## START RECORDS SHOWN

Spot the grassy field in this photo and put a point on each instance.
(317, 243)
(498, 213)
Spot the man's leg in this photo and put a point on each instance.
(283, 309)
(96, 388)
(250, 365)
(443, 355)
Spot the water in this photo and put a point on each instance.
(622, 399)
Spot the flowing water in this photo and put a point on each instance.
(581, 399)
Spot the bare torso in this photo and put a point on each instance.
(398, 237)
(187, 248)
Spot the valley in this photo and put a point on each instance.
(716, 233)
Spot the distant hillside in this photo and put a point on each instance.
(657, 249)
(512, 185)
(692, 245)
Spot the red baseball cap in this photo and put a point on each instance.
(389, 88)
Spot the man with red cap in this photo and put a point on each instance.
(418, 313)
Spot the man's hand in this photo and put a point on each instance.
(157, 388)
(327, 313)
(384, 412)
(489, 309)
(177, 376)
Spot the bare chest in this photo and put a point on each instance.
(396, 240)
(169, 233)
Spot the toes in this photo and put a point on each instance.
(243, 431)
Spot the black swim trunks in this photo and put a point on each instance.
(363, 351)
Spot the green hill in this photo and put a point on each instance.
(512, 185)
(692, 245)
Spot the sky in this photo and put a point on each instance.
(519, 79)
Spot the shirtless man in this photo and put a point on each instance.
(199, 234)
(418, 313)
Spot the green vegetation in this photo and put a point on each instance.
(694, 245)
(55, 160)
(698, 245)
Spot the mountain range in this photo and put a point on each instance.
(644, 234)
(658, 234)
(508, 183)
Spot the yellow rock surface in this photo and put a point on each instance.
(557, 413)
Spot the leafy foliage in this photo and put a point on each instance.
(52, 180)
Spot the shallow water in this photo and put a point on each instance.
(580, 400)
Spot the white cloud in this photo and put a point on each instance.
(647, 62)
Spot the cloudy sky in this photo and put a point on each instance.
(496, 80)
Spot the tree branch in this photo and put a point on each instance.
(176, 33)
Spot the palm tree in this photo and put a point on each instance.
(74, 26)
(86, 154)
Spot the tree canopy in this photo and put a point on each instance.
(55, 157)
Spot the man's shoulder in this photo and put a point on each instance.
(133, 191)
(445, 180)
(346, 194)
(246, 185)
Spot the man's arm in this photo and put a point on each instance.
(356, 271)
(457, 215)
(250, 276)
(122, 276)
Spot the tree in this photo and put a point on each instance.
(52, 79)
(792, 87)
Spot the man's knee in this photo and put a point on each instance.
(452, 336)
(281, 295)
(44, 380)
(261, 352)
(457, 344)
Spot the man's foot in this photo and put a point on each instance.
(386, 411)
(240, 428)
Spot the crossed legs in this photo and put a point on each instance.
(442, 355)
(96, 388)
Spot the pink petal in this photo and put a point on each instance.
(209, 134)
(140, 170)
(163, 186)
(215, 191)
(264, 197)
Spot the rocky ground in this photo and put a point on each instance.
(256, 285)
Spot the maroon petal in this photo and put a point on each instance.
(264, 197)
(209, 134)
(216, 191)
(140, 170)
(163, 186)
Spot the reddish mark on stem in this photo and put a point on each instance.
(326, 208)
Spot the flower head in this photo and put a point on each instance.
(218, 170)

## END RECORDS SHOWN

# OBJECTIVE
Render all the items above as a numbered list, one line per entry, and leave out any blank lines.

# THE SOLUTION
1. Spot the grassy field in this photo and put a point on each instance.
2. (317, 243)
3. (498, 213)
4. Spot the man's leg in this photo and put a point on each instance.
5. (283, 309)
6. (96, 388)
7. (250, 365)
8. (443, 355)
9. Spot the water in this photo and put a point on each instance.
10. (622, 399)
11. Spot the flowing water in this photo and put a point on each instance.
12. (581, 399)
13. Spot the bare torso in this photo and put a point on each instance.
14. (398, 237)
15. (187, 248)
16. Spot the valley in this photo and put a point on each instance.
17. (716, 233)
18. Spot the distant hillside in this photo and put a point on each instance.
19. (657, 249)
20. (512, 185)
21. (692, 245)
22. Spot the red baseball cap in this photo and put a point on each instance.
23. (389, 88)
24. Spot the man with red cap in this photo and put a point on each instance.
25. (418, 313)
26. Spot the man's hand in this photo and put a point on each instance.
27. (157, 388)
28. (327, 313)
29. (384, 412)
30. (489, 309)
31. (177, 376)
32. Spot the bare chest in this photo and put a point on each instance.
33. (396, 240)
34. (169, 233)
35. Spot the toes in this photo and put a point on each instance.
36. (243, 431)
37. Spot the black swim trunks in this photo and put a point on each instance.
38. (363, 351)
39. Spot the green hill in this photo and put a point on each instance.
40. (512, 185)
41. (692, 245)
42. Spot the sky in this photo and put a point on each instance.
43. (519, 79)
44. Spot the shirtless man in this photo and put a point on each instance.
45. (199, 234)
46. (418, 313)
47. Spot the green vegetation in this photo and put a point on each instance.
48. (694, 245)
49. (55, 160)
50. (698, 245)
51. Spot the mountain range in this photo and put a point on each instance.
52. (644, 234)
53. (658, 234)
54. (508, 183)
55. Spot the yellow rock surface in this photo and put a point on each instance.
56. (557, 413)
57. Spot the leafy foliage in this photo and put a point on each instance.
58. (52, 180)
59. Spot the shallow water in this photo and put a point on each instance.
60. (580, 400)
61. Spot the white cloud in this photo and put a point on each instance.
62. (647, 62)
63. Spot the cloudy sky in this photo and put a point on each instance.
64. (496, 80)
65. Spot the tree branch in this photo and put a point on each instance.
66. (176, 33)
67. Spot the palm tree in this photo and put a point on each instance.
68. (74, 26)
69. (86, 154)
70. Spot the tree canopy in this photo and put a point on each instance.
71. (55, 157)
72. Spot the man's shoulder in this photo and put a point on each instance.
73. (133, 191)
74. (445, 180)
75. (346, 194)
76. (246, 185)
77. Spot the man's arm in this photo and put a point on each instance.
78. (356, 271)
79. (457, 215)
80. (250, 276)
81. (122, 276)
82. Spot the tree in this photo and put a point on each instance.
83. (52, 79)
84. (792, 87)
85. Spot the man's knee in this photo and put a point on each instance.
86. (452, 336)
87. (281, 295)
88. (44, 380)
89. (261, 352)
90. (457, 344)
91. Spot the man's foot in this photo and put a point on each instance.
92. (386, 411)
93. (240, 428)
94. Spot the crossed legs in this photo and put a point on each instance.
95. (442, 355)
96. (96, 388)
97. Spot the pink petal in this photo and put a point on each instance.
98. (209, 134)
99. (140, 170)
100. (163, 186)
101. (215, 191)
102. (264, 197)
103. Spot the rocky ground in this photo and put a point on each instance.
104. (256, 285)
105. Spot the maroon petal in this photo and put a point on each instance.
106. (264, 197)
107. (209, 134)
108. (216, 191)
109. (140, 170)
110. (163, 186)
111. Spot the reddish mark on stem in this photo and put a point on each instance.
112. (326, 208)
113. Spot the flower head in this photo and put a point on each instance.
114. (218, 170)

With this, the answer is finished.